(Task requirements): Pull out every line below that contains the word "chair". Treat uppercase and lowercase letters as different.

[Saved entries]
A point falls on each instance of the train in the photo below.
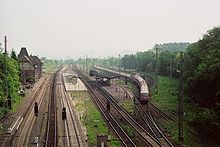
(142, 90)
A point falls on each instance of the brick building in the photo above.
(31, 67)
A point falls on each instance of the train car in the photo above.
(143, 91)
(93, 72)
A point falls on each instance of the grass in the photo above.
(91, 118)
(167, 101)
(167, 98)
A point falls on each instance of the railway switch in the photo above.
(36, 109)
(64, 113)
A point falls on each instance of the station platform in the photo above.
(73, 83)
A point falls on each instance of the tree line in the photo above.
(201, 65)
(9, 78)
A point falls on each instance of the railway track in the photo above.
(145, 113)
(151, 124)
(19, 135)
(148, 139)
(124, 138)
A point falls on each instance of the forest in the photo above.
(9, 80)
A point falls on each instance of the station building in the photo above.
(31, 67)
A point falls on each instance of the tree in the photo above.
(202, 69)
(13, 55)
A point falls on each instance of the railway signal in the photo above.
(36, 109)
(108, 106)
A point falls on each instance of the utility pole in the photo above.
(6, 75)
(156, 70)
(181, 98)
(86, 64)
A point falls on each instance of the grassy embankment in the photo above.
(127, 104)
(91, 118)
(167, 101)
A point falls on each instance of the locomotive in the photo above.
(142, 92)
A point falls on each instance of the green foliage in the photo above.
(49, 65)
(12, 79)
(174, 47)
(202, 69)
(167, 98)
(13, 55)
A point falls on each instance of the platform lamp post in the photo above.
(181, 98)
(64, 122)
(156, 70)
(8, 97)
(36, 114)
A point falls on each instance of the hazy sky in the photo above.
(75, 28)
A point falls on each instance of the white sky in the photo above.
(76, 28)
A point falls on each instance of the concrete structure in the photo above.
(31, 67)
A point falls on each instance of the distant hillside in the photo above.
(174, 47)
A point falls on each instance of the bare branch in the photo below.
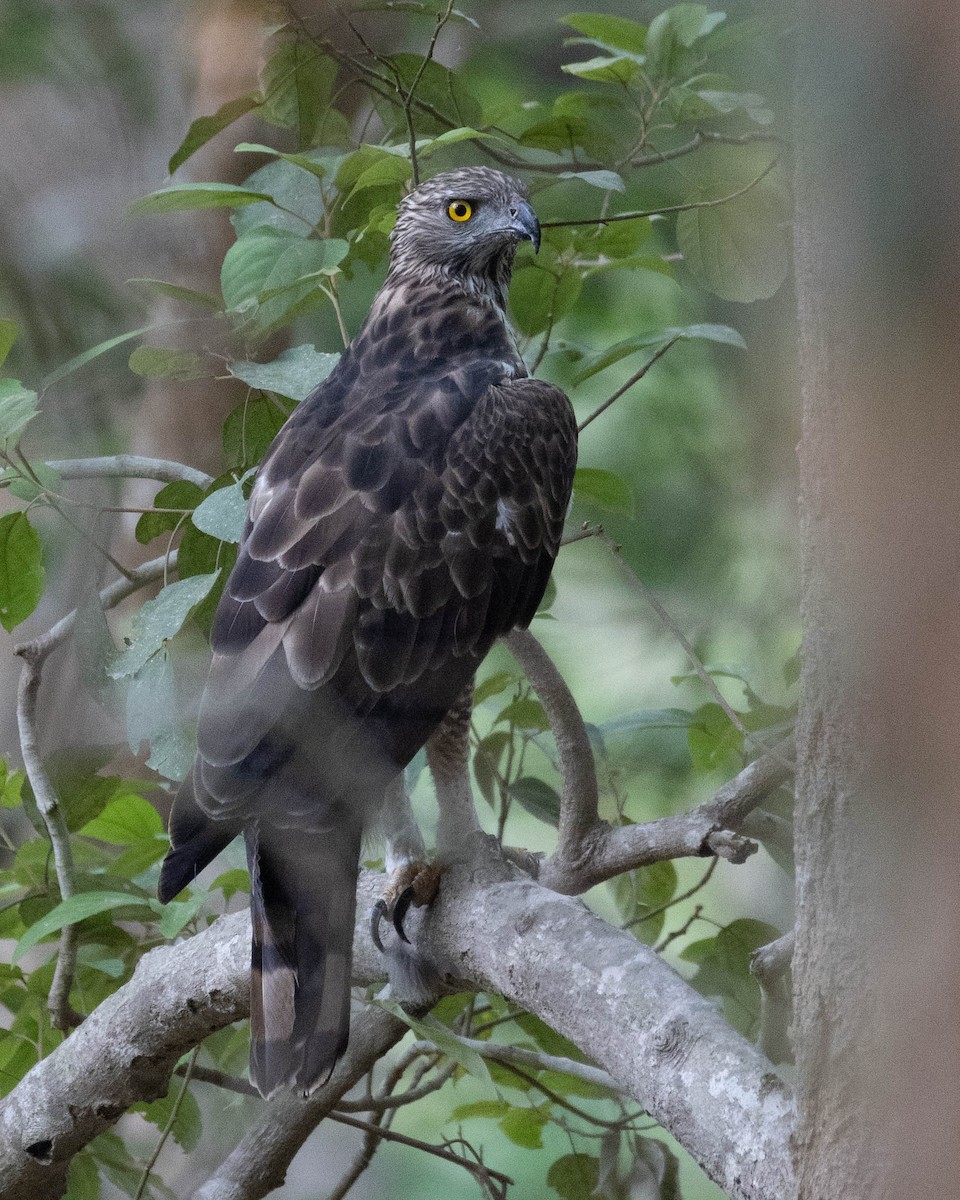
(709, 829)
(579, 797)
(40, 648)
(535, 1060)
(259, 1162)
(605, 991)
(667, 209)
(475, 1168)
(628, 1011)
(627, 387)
--
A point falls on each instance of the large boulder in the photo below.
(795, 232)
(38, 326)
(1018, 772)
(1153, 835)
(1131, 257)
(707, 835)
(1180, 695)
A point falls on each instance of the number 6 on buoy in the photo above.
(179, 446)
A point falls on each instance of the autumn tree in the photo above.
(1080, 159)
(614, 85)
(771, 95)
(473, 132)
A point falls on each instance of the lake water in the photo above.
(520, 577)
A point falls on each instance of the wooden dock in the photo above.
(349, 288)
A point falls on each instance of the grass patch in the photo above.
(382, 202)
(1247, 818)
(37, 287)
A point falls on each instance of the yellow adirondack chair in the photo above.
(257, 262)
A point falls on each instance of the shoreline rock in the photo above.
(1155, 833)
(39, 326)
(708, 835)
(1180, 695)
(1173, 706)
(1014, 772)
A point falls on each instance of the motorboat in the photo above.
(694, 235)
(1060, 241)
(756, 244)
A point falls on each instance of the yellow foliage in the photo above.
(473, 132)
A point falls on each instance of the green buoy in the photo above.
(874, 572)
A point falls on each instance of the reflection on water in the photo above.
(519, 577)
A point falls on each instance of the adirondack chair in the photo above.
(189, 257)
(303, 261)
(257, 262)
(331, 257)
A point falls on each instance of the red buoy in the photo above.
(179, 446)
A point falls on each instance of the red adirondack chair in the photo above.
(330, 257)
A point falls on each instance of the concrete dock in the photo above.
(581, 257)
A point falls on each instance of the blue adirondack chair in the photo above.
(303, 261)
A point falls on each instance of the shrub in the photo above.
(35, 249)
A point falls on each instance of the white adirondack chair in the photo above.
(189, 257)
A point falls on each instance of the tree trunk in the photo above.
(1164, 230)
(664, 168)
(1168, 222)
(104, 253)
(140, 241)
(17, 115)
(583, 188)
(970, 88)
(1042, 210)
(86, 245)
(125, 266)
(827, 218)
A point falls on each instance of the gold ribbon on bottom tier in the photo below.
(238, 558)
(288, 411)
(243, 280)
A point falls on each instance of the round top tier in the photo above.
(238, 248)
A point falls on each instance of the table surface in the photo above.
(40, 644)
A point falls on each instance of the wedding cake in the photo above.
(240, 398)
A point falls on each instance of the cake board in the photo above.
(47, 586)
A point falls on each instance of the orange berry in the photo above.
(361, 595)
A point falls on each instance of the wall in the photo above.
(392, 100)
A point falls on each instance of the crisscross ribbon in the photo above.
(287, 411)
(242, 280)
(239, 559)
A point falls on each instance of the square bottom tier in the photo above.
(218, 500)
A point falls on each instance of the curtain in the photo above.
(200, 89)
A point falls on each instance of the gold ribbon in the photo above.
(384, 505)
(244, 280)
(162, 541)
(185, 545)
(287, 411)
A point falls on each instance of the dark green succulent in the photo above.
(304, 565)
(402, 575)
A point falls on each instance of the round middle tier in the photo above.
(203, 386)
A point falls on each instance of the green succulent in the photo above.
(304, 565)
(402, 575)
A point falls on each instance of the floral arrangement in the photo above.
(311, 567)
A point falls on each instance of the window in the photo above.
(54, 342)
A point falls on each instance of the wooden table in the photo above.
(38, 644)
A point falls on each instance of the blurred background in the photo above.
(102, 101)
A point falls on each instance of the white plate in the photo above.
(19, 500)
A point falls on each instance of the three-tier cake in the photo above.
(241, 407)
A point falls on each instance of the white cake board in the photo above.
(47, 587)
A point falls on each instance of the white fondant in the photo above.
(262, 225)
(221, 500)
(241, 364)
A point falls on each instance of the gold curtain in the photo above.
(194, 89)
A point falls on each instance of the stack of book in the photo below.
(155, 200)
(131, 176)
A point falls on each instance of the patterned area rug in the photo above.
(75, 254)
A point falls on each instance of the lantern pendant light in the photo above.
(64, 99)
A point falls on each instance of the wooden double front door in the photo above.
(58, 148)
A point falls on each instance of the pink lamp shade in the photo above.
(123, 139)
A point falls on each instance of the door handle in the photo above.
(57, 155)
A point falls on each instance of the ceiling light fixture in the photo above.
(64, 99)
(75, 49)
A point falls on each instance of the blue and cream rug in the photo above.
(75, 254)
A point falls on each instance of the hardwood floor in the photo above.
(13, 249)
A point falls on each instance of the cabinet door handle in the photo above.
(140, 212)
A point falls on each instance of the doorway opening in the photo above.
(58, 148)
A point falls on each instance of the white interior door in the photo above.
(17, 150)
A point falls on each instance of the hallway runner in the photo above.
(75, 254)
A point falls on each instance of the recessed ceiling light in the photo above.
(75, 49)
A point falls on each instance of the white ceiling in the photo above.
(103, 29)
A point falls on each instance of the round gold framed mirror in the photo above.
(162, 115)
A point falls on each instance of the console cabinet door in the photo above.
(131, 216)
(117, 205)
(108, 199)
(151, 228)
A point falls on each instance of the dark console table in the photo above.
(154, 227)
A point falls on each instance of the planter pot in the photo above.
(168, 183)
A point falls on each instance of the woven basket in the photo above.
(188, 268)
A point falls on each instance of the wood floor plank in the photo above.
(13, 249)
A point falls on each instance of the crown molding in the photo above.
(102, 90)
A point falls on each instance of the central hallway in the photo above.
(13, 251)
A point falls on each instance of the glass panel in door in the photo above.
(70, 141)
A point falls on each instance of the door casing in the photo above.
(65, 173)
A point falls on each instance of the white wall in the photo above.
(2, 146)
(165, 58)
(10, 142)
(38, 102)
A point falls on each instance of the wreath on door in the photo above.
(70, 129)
--
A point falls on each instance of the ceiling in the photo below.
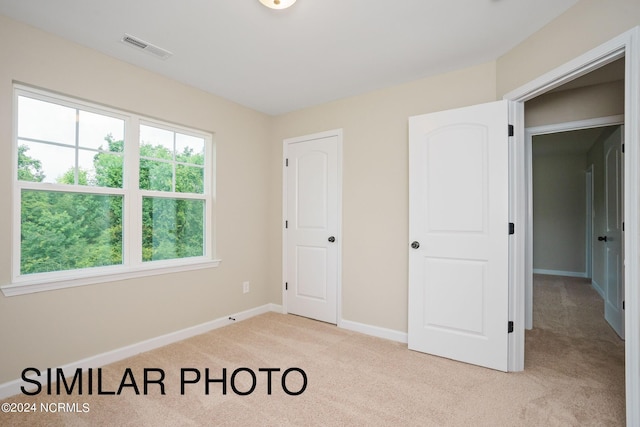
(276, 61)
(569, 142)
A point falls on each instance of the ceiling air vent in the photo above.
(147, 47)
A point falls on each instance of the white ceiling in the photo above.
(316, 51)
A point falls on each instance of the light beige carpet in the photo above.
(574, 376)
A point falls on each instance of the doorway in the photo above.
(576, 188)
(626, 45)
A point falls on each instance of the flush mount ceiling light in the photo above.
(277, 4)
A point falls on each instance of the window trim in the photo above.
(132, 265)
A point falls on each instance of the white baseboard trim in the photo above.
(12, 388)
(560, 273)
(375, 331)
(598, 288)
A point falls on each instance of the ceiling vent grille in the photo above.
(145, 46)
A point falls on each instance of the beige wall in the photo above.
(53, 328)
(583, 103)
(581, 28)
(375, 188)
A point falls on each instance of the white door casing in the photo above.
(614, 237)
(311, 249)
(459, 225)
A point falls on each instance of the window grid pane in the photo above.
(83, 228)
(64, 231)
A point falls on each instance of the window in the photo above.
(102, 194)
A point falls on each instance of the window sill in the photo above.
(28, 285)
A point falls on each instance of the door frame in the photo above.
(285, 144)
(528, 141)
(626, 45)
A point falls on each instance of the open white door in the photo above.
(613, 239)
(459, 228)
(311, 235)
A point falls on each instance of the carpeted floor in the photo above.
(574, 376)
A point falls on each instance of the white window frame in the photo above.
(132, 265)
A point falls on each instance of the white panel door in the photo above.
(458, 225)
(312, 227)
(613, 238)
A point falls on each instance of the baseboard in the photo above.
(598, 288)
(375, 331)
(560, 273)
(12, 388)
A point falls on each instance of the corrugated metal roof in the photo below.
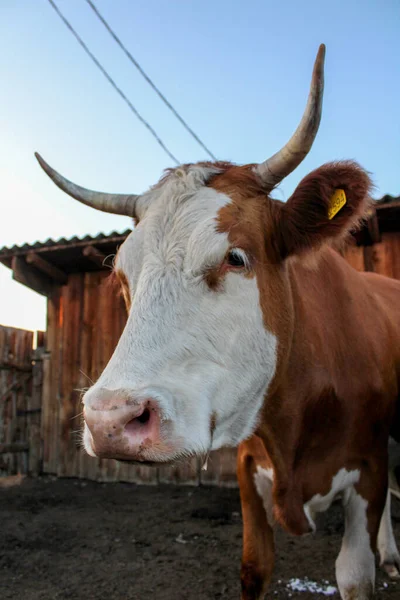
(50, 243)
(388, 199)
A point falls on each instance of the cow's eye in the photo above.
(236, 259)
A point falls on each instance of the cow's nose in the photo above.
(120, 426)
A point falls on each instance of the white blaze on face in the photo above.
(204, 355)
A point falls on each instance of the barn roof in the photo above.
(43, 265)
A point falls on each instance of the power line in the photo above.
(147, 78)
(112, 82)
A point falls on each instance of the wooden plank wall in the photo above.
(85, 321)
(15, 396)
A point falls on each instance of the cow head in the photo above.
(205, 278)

(Task answer):
A point falls on each instance of the yellow adirondack chair in the photo above.
A point falls on each instance of the adirondack chair in the photo above.
A point falls on each instance of the red adirondack chair in the photo above.
A point falls on each instance of the blue adirondack chair in the photo above.
A point falls on each instance of the white adirondack chair in the photo above.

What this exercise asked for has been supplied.